해야 할 일 –
아래 데이터에서 "Find the horizontal"이 들어 있는 줄부터 데이터의 마지막 줄까지, 양 끝 줄을 포함하여 한 글자도 바꾸지 말고 다시 적으세요.

======== 제공된 데이터

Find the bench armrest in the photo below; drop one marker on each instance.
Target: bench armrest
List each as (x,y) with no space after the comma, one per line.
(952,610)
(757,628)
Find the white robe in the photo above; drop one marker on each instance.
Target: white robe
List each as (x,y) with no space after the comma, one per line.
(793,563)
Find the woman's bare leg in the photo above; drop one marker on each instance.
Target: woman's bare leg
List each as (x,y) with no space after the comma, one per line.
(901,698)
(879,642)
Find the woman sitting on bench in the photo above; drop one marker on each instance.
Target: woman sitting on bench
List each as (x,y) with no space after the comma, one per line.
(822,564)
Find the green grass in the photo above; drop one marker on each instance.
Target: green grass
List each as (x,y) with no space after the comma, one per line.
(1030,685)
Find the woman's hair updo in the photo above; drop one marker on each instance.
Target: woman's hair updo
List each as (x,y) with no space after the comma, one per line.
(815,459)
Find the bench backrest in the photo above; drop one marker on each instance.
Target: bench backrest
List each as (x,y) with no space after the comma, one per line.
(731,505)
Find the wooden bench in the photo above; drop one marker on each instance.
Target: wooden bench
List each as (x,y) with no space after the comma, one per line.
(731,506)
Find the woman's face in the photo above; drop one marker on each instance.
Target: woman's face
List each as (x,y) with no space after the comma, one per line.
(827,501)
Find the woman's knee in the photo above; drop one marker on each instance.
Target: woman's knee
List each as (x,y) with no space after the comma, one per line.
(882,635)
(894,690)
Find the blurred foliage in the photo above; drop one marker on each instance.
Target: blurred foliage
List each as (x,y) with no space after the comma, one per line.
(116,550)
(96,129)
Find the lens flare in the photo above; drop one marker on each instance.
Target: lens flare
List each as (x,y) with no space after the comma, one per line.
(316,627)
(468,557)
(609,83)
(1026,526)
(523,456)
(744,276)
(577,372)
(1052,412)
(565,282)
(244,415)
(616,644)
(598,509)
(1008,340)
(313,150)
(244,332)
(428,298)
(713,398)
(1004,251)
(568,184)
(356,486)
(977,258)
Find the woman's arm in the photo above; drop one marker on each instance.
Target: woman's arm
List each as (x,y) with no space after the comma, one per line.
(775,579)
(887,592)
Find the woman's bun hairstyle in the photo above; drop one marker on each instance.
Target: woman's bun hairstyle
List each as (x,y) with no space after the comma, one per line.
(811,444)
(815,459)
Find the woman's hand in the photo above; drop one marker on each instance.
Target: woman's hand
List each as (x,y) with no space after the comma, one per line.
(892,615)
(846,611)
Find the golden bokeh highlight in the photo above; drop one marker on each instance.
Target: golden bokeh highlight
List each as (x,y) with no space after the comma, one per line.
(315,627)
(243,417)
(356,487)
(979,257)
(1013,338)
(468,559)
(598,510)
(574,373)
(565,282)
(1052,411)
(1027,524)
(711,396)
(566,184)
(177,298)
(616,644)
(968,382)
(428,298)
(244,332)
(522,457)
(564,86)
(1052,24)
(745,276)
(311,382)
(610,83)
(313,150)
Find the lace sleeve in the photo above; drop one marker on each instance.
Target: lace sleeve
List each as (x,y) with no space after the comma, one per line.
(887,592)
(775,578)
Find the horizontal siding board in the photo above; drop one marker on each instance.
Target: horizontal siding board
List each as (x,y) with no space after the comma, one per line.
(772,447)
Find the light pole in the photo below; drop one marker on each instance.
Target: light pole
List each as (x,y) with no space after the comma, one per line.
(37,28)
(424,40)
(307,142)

================

완성된 답 –
Find the horizontal siding board in the photo above; drop one marker on each instance.
Target: horizontal siding board
List each as (x,y) with no space after the comma, one per line.
(772,447)
Find the light pole in the photo below; drop one marker on each instance.
Target: light pole
List each as (x,y) with no space after the comma, one per line.
(37,28)
(424,40)
(307,142)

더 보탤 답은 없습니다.